▶ OBJECTIVE
Write out the whole listing again, exactly.

▶ ENTRIES PROVIDED
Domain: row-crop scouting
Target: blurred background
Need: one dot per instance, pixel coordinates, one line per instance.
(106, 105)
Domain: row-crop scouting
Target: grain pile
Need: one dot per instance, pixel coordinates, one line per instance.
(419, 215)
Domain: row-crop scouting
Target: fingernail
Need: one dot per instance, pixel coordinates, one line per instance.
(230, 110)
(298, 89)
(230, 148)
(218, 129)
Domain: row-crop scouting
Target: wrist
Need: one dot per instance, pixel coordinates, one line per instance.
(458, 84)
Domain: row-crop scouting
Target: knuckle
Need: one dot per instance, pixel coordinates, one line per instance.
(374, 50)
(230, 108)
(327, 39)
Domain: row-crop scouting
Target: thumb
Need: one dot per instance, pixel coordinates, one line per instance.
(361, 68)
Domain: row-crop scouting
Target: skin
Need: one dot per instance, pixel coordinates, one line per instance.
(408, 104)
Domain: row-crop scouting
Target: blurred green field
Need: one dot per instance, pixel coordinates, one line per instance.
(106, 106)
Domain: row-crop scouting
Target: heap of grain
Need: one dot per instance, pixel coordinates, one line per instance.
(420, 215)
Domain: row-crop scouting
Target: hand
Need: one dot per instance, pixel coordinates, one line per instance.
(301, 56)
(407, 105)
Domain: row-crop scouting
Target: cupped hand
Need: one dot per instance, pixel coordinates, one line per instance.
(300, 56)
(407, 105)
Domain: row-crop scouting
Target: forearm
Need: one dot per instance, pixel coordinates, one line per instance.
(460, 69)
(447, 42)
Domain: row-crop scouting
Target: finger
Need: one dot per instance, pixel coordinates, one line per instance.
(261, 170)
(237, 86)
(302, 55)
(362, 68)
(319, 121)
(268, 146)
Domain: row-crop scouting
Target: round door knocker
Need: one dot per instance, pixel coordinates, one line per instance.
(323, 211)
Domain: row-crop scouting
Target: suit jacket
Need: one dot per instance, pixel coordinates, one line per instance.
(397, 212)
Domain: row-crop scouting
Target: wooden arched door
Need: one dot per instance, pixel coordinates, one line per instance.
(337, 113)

▶ EXERCISE OUTPUT
Domain: row-crop scouting
Target: blurred background
Need: one dot per instance, pixel coordinates, one line per instance.
(106, 105)
Domain: row-crop scouting
Target: grain pile
Need: one dot per instance, pixel coordinates, one line per instance.
(419, 215)
Domain: row-crop scouting
Target: fingernail
Need: one dot per instance, pixel coordinates, one line per instance.
(230, 110)
(298, 89)
(230, 148)
(218, 129)
Domain: row-crop scouting
Target: wrist
Need: one dot per instance, pixel coordinates, one line per instance.
(458, 84)
Domain: row-crop scouting
Target: knuckle
Need: one dot per instance, pixel coordinates, one line per instance.
(374, 50)
(230, 108)
(327, 39)
Domain: row-crop scouting
Target: thumb
Need: one dot per instance, pixel coordinates, one line per instance.
(361, 68)
Domain: row-crop scouting
Target: skin
Need: one dot per instance, pixel coordinates, one line per instance.
(408, 104)
Domain: row-crop scouting
Target: blurred green field
Need: one dot per instance, pixel coordinates, one line per instance.
(106, 106)
Domain: row-crop scouting
Target: heap of grain
Need: one dot per instance, pixel coordinates, one line per instance.
(420, 215)
Domain: row-crop scouting
Target: hand
Need: one dot per instance, pixel coordinates, one line per instance.
(301, 56)
(407, 105)
Domain: row-crop scouting
Target: cupped hand
Need: one dot per instance, pixel coordinates, one line per instance.
(300, 56)
(407, 105)
Domain: row-crop scouting
Target: forearm
Need: one dot per instance, pixel coordinates, one line per instance.
(460, 69)
(447, 42)
Domain: row-crop scouting
Target: finger
Need: one dot per instance, pixel coordinates, one line per instance.
(261, 170)
(237, 86)
(302, 55)
(362, 68)
(319, 121)
(268, 146)
Domain: row-crop scouting
Target: round door knocker
Need: one dot per instance, pixel coordinates, one line per instance.
(323, 211)
Domain: row-crop scouting
Target: suit jacket
Need: one dot per instance, pixel coordinates, one line per instance.
(397, 212)
Domain: row-crop scouting
Target: wooden arched door
Need: one dot per instance, pixel coordinates, one line per instance.
(337, 113)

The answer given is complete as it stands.